Qual é a vantagem do ponto de vista do partido? É que cada partido terá um candidato num determinado distrito. Ou seja, o partido se identifica com uma candidatura. No momento da eleição, disputará, de modo unificado, com os outros partidos. O partido tende a sobressair no processo eleitoral. Não há mais disputa de um companheiro com outro durante o processo eleitoral.

Segundo esta proposta na redação que se acha na Comissão de Estudos Constitucionais, o voto do eleitor valeria, para essa eleição distrital, como se fosse uma eleição majoritária. Ou seja, você elege um deputado como se elegesse um governador. Quem tiver maior número de votos, ganhou. Mas, ao mesmo tempo, o voto estará sendo contado para o sistema de representação proporcional por lista. Ou seja, cada partido apresentará uma lista de candidatos, segundo uma ordem que cada partido define de acordo com seu próprio critério. E este voto contará num cálculo proporcional de representação para toda a região, em nosso caso, para todo o estado. Tanto o voto majoritário no distrito favorece o partido quanto o voto por lista favorece o partido.

Este é o mecanismo que se tinha na Alemanha até 1953. Mas penso que o sistema alemão atual é melhor. E, basicamente, o mesmo sistema. Só que hoje, na mesma cédula, o eleitor tem direito a dois votos. Vota no candidato do partido num distrito e vota na legenda, segundo a sua escolha, para a representação por lista. Isso significa que se oferece ao eleitor uma chance de crítica aos partidos. Oferece-se, por exemplo, uma chance de votar num candidato do PMDB, num distrito, e de votar na legenda do PT, na representação proporcional. Ou o contrário. O eleitor tem uma chance de dizer: "não gostei da lista" ou "não gostei do candidato designado para o meu distrito". Ou seja, você oferece uma chance maior às minorias.

O grande problema do voto distrital, em geral, é que ele favorece os grandes partidos. Ou, o que dá na mesma, ele tende a favorecer as agrupações centristas, como no caso típico dos Estados Unidos, tende a favorecer grandes partidos, quase indiferenciados um do outro, os quais passam a ser favorecidos como os grandes conglomerados para a agregação de interesses ideológicos, de classe e econômicos os mais diversos. O voto proporcional, pelo contrário, tende, em geral, a favorecer as minorias. Exemplo nítido é o das agrupações ideológicas que não serão capazes de eleger nenhum candidato em nenhum distrito, mas certamente terão uma pequena parcela de votos em todos os distritos. Isso as qualificaria para eleger pelo menos um ou dois representantes no estado "x" ou no estado "y". É o caso, talvez, do PC do B na Bahia, que elegeu dois. É o caso do PT, em vários estados.

Então, eu seria favorável à lei eleitoral proposta pela Comissão Provisória com este acréscimo. Garante-se ao eleitor dois votos e não um só. Deste modo se favorece mais a representação das minorias, sem prejudicar as vantagens da lei para o fortalecimento dos partidos.

Um segundo ponto que eu gostaria de mencionar é sobre o acesso à comunicação de massas. Só definir a liberdade partidária na Constituição, não basta. Nós estamos, hoje, diante de uma liberdade de organização partidária no Brasil, onde quem quiser organiza partido. Não há praticamente nenhuma restrição, quem quiser se organizar, se organiza. Como já disse alguém, só num edifício você já consegue o número necessário de assinaturas para registrar um partido no Brasil. É por isso que existem, hoje, trinta e dois partidos.

**LISTA DE TAREFAS**:
**1.** Responda às perguntas abaixo com base no texto sobre o sistema eleitoral.
(a) Até que ano a Alemanha adotou o mecanismo descrito?
(b) Quantos representantes o PC do B elegeu na Bahia?
(c) Quantos partidos existem hoje no Brasil?
**2.** Traduza para o inglês a frase do texto sobre o sistema eleitoral "Só que hoje, na mesma cédula, o eleitor tem direito a dois votos."
**3.** Retome o texto sobre o sistema eleitoral, escrevendo a continuação a partir da última frase apresentada.

**CONJUNTO DE DADOS**:
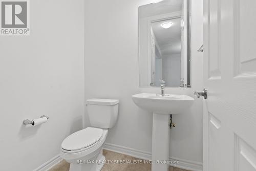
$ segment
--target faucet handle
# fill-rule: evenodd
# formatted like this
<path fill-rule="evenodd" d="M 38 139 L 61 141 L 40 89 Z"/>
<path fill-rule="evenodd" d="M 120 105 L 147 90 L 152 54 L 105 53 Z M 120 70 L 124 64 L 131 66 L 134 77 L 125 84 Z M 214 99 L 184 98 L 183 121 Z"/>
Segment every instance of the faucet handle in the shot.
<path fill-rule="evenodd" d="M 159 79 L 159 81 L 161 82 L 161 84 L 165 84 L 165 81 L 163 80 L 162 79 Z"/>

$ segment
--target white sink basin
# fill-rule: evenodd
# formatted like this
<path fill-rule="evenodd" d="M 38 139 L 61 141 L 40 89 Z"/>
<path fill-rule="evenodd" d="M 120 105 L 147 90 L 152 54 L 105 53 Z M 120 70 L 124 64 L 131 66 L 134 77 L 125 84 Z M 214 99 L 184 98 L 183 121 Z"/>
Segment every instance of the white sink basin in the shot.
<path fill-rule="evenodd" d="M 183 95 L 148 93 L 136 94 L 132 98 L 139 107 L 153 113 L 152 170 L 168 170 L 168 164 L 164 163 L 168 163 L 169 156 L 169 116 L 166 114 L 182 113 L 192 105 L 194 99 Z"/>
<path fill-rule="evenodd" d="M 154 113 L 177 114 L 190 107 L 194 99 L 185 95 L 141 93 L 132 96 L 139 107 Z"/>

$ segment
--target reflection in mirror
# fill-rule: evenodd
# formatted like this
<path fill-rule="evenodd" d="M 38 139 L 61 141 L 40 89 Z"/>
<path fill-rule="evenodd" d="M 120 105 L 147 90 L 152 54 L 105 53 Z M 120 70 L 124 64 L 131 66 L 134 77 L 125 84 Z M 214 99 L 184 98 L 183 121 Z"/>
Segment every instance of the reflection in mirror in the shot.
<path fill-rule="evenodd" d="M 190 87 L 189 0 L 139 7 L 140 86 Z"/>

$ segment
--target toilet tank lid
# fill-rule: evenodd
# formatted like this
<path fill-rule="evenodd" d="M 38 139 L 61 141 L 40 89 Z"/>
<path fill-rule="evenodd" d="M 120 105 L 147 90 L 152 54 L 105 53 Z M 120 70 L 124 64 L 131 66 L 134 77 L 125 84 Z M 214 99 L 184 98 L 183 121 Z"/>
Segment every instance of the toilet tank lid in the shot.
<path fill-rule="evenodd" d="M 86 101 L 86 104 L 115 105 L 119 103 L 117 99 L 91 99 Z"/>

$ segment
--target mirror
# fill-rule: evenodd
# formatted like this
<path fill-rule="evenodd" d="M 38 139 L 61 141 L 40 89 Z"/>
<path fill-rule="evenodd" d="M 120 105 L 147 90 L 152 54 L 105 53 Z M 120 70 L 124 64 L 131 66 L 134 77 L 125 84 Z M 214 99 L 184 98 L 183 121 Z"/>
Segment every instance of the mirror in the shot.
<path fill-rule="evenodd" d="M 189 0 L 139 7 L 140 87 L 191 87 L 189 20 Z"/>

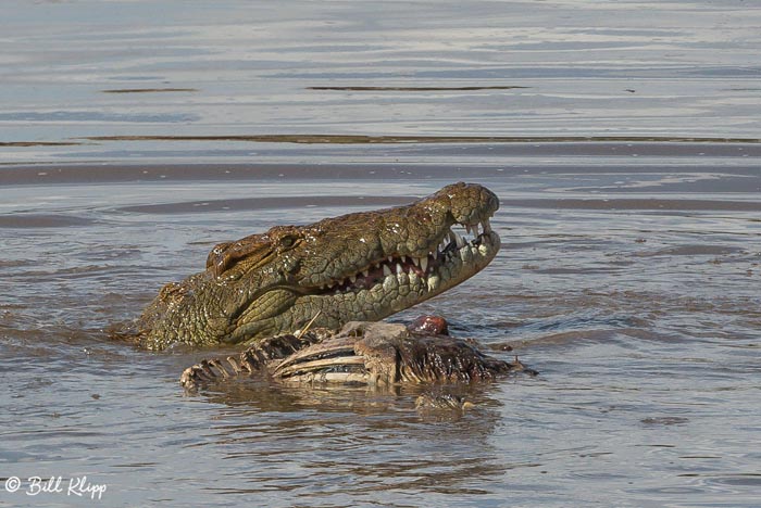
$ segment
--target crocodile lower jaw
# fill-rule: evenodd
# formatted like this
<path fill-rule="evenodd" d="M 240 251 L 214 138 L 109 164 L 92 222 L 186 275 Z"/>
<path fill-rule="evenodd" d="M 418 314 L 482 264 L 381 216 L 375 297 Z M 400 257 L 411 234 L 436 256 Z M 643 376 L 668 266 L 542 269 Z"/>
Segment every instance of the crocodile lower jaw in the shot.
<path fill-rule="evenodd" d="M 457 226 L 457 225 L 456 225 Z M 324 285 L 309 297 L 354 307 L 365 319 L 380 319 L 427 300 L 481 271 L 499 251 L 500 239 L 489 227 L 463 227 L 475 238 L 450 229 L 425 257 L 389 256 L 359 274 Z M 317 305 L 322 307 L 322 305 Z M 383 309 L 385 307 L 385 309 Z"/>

**RESPOSTAS**:
**1.**
(a) Até 1953.
(b) Dois.
(c) Trinta e dois.

**2.** Except that today, on the same ballot, the voter is entitled to two votes.

**3.**
O que se vê, porém, é que a liberdade de organização é ainda muito formal. A liberdade de uma organização política existe na medida em que esta organização pode comunicar ao público as suas propostas. Fora disso, dizer que tal partido é livre ou não, é dizer não uma inverdade, mas uma irrelevância.

Quero dizer que, no fim das contas, o que decide a liberdade de organização partidária são os meios de comunicação de massas, em particular a TV. O PH pode se constituir num partido, mas se ele não chega à televisão, de fato ele não existe.

Isso tudo leva à seguinte questão: o que é um partido político? Se concordarmos em que, na Constituição brasileira., conste o princípio da liberdade de organização partidária mais ou menos nos termos em que é definido pela lei atual, nós vamos ter a liberdade de organização partidária apenas no papel. Não vamos ter a liberdade efetiva. Por isso, precisamos definir a liberdade de organização partidária, atendendo a duas condições: 1) qualquer tendência de opinião pública, ideológica ou não, pode se organizar em partido político; 2) aos meios de comunicação de massas e a recursos públicos do Estado, terão acesso os partidos políticos que alcancem um quórum mínimo de representação.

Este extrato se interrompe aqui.